Retype the records below word for word, keeping every line as it is.

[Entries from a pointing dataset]
"""

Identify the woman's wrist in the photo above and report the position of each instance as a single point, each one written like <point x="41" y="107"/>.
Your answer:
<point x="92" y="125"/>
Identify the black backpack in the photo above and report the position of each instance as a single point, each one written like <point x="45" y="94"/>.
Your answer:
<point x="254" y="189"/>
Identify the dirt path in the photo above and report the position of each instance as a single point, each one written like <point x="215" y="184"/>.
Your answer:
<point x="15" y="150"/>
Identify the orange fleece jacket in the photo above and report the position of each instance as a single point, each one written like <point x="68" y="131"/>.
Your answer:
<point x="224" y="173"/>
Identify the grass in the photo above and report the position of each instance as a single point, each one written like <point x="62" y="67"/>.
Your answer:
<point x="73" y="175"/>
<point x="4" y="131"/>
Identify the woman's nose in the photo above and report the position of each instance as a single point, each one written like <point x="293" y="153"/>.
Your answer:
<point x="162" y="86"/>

"""

> **TASK ANSWER**
Identify the woman's wrist in the photo above and report the position of each instance as a single point, each one written like <point x="41" y="107"/>.
Your answer:
<point x="92" y="125"/>
Identify the black backpack in the photo above and report the position of each instance as a single point, each one written like <point x="45" y="94"/>.
Your answer:
<point x="254" y="189"/>
Identify the dirt path in the photo above and report the position of each instance as a single point, each one written like <point x="215" y="184"/>.
Your answer:
<point x="15" y="150"/>
Identify the orange fleece jacket in the photo above and report the position of each instance as a single point, each one written like <point x="68" y="131"/>.
Your answer:
<point x="224" y="173"/>
Identify the grass in the photo above and report the position of each instance as a single point, each one written like <point x="62" y="67"/>.
Your answer:
<point x="73" y="175"/>
<point x="4" y="131"/>
Identify the woman's nose in the photo above and report the position of each instance as a single point, each one written like <point x="293" y="153"/>.
Your answer:
<point x="162" y="86"/>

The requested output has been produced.